• [EXTRAIT DU DOCUMENT]
Du point de vue des fonds d’investissement, la crise a un impact à quatre niveaux : sur les nouveaux investissements, la gestion du portefeuille, les discussions de valorisation et les levées de nouveaux véhicules. 

Les nouveaux investissements

Le mois de mars a vu une remise à plat des priorités opérationnelles des fonds : la gestion du dealflow a été revue, avec près d’¼ des fonds français ayant totalement arrêté l’étude de nouveaux dossiers durant le mois de mars. La plupart prédisent une reprise normale de l’étude du dealflow d’ici mi-mai 2020. Certaines opérations se sont ainsi faites exclusivement en ligne, comme le relate le fonds britannique Seedcamp qui a investi dans trois nouvelles startups.

Les fonds en seed semblent plus open for business que leurs compères en later stage : à en croire l’étude des crises précédentes, les levées de fonds en capital-amorçage devraient être relativement peu affectées en valeur et volume. En revanche, les startups post-Série B qui débutent leur phase de scale et requièrent des investissements conséquents font face à plus d’incertitude sur le moyen terme. 

Comparaison de l’investissement en capital-risque cumulé en T1-2019 et T1-2020

(source : Avolta Partners)

La gestion du portefeuille

Le soutien opérationnel du portefeuille a pris une nouvelle importance pour les fonds. Les entrepreneurs ont plus que jamais besoin d’être aiguillés et conseillés pour gérer leur trésorerie et se maintenir à flot en attendant la reprise. 17% des startups auront besoin d’un apport additionnel en capital à très court terme. Fin mars, seuls ¼ des fonds n'envisageaient pas de refinancement. A l’inverse, il est important de noter que certaines startups bénéficient de retombées positives de la crise, ce qui concerne près d’¼ des portfolios. Les fonds doivent donc essayer de naviguer un portefeuille désormais éclaté et à double-vitesse.

Le besoin de refinancement variable des portfolios de fonds (source : Chausson Finance)

L’accompagnement par les investisseurs n’est pas seulement financier, puisque 37% consiste en la diffusion de bonnes pratiques et de boîtes à outils. Il est assez étonnant de constater que les fonds d’amorçage, travaillant avec des entreprises jeunes plus susceptibles d’avoir besoin d’accompagnement, maintiennent en majorité leur activité de deal flow et d’investissement.

L’enjeu des valorisations

La question des valorisations catalyse les peurs de l’écosystème alors que de multiples entrepreneurs relatent des levées de fonds dont la valorisation a soudainement été revue à la baisse. La baisse enregistrée est en moyenne de 20 à 30% selon Arthur Porré, cofondateur de la banque d’affaires Avolta Partners. Une réalité avec laquelle les entrepreneurs doivent jouer, certains proposant eux-mêmes de baisser la valorisation pour éviter un flat ou down round lors du prochain tour de table. Selon l’étude de Cambon Partners et 2CFinance, 60% des term sheet émises avant le début du confinement devraient aboutir selon les termes convenus.

• [EXTRAIT DES DONNÉES]
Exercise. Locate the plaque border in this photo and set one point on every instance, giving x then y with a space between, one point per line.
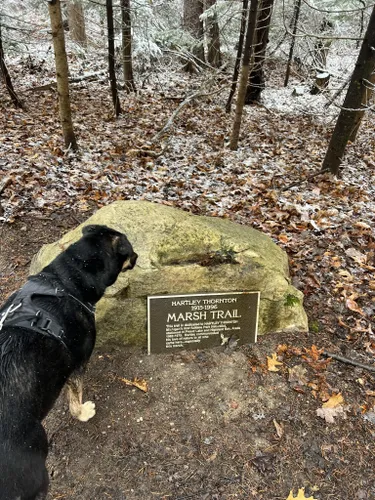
200 294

• [CONSIGNE] Poursuivez le texte sur les fonds d'investissement face à la crise à partir de sa dernière phrase. Les données n'ont aucun lien avec le texte sur les fonds d'investissement face à la crise.

• [CORRIGÉ]
Une revalorisation imposée vécue comme injuste par certains, bienvenue par d’autres. L’assainissement des valorisations est en effet perçu comme bénéfique pour ramener les montants levés à des niveaux plus raisonnables, après une année 2019 marquée par de multiples méga rounds. Une prise de conscience s’est opérée dans le débat croissance à tout prix vs rentabilité : ce sont les startups qui enregistrent une croissance durable et maîtrisée qui seront activement recherchées désormais, plutôt que des startups ayant une courbe de croissance exponentielle au prix d’un cash burn élevé. Les prochaines pépites technologiques auront une stratégie de croissance équilibrée et réaliseront des investissements de manière réfléchie selon les opportunités en présence.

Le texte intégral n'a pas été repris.